# [TEXTE À LIRE]
────────────────────

Toujours aussi impliqué, ce militant cofonde en 1922 l’Association des instituteurs et des institutrices bilingues de l’Est de l’Ontario.

Le saut en politique et le discours d’une vie

Au début des années 1920, alors que le Règlement 17 sévit encore, l’élite franco-ontarienne de l’Est décide que la résistance doit se transposer à l’Assemblée législative de l’Ontario, avec la candidature de M. Bélanger aux élections provinciales. Il se fait élire député provincial de Russell (territoire recouvrant les actuelles circonscriptions d’Orléans et l’Ouest de Glengarry-Prescott-Russell) à l’élection générale provinciale de 1923, sous la bannière libérale.

En 1925, le futur chef du Parti libéral de l’Ontario et éventuel premier ministre de la province Mitch Hepburn donne pour mission à Aurélien Bélanger de prononcer « le discours de sa vie » contre le Règlement 17.

Devant l’Assemblée législative, le député Bélanger livre la prestation de sa vie les 3 et 6 avril 1925 : pendant plus de six heures au total, et jusqu’aux petites heures du matin, il prononce des plaidoyers en faveur des intérêts scolaires des Franco-Ontariens, d’un point de vue légal, historique et politique.

« Même si nous voulons apprendre l’anglais, nous voulons aussi connaître le français! » lance-t-il aux députés, signalant d’ailleurs que d’autres pays permettent des écoles dans la langue de la minorité sur leur territoire, tels que la Belgique ou la Suisse. Son discours vante les vertus pédagogiques de l’enseignement dans la langue maternelle, du droit des parents de décider de l’éducation de leurs progénitures et du statut de la langue française comme langue cofondatrice du pays.

À la fin de sa plaidoirie, Bélanger dépose une résolution à l’Assemblée qui :

1) Protégerait les écoles actuelles et futures de l’Ontario où l’on enseigne en français,

2) Accorderait la formation nécessaire aux instituteurs pour enseigner en français en Ontario.

Le brillant orateur gagne la confiance des membres des deux partis. Des députés anglophones de l’opposition appuient sa résolution. Son discours entre dans la légende!

────────────────────

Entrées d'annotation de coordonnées
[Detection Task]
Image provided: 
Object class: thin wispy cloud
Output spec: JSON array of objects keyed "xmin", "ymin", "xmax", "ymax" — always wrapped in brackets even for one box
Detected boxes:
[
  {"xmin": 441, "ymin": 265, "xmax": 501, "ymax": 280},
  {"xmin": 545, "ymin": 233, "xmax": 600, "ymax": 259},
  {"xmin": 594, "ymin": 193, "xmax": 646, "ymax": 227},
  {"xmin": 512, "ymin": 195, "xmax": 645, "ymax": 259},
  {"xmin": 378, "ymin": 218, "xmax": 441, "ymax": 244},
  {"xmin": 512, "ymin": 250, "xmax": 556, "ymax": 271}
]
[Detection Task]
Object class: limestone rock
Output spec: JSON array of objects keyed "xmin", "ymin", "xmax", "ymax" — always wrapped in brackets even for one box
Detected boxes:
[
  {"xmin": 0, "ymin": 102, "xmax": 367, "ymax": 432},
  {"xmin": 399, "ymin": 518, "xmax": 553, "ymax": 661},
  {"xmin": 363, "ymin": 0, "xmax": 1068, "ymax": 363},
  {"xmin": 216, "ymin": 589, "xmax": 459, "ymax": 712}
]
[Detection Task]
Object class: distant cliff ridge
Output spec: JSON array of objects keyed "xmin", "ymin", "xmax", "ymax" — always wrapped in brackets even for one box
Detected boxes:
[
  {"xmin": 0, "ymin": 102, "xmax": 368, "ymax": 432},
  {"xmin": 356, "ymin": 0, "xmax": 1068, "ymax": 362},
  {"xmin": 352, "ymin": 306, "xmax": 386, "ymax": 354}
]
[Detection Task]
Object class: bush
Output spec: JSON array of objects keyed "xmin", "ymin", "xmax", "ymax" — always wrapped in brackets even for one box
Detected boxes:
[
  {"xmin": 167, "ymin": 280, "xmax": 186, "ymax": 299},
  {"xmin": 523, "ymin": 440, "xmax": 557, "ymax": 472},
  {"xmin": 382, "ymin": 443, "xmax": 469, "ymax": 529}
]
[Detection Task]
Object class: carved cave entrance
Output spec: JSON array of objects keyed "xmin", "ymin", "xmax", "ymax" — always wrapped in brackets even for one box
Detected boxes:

────────────────────

# [EXERCICE PROPOSÉ 1]
Affiche toutes les lignes des rangées ci-dessus qui contiennent le mot « class ».
# [EXERCICE PROPOSÉ 2]
Donne la suite du texte sur Aurélien Bélanger, à partir de l'endroit où il s'arrête.

# [RÉSULTAT ATTENDU 1]
Object class: thin wispy cloud
Object class: limestone rock
Object class: distant cliff ridge
Object class: bush
Object class: carved cave entrance

# [RÉSULTAT ATTENDU 2]
Création d’une commission d’enquête

Le discours de Bélanger ne laissera personne indifférent et provoquera une prise de conscience au sein du Parti conservateur au pouvoir à l’époque. Le premier ministre (et ministre de l’Instruction publique) Howard Ferguson annonce en octobre 1925 la création de la Commission d’enquête Scott-Merchant-Côté, chargée d’enquêter sur le Règlement 17. Pour plusieurs observateurs c’est une conséquence directe des discours prononcés par M. Bélanger en avril.

Cette commission déposera un rapport en 1927 qui recommandera la mise au rencart du Règlement 17. Le gouvernement adoptera toutes les recommandations de la commission d’enquête, et le Règlement XVII devenant inopérant le 1er novembre 1927.

Réélu aux élections provinciales de 1926, l’élu franco-ontarien restera député jusqu’aux élections de 1929 où il ne se représente pas. Après une pause de cinq ans, où il devient notamment président général de la Société Saint-Jean-Baptiste d’Ottawa en 1933-1934, il effectue un retour en politique active en étant élu dans le comté voisin de Russell, celui de Prescott dans l’Est ontarien lors des élections de 1934. Il sera réélu aux élections de 1937, 1943 et 1945, avant de prendre sa retraite en 1948.

L’année suivante, il reçoit un doctorat honorifique en droit de l’Université d’Ottawa.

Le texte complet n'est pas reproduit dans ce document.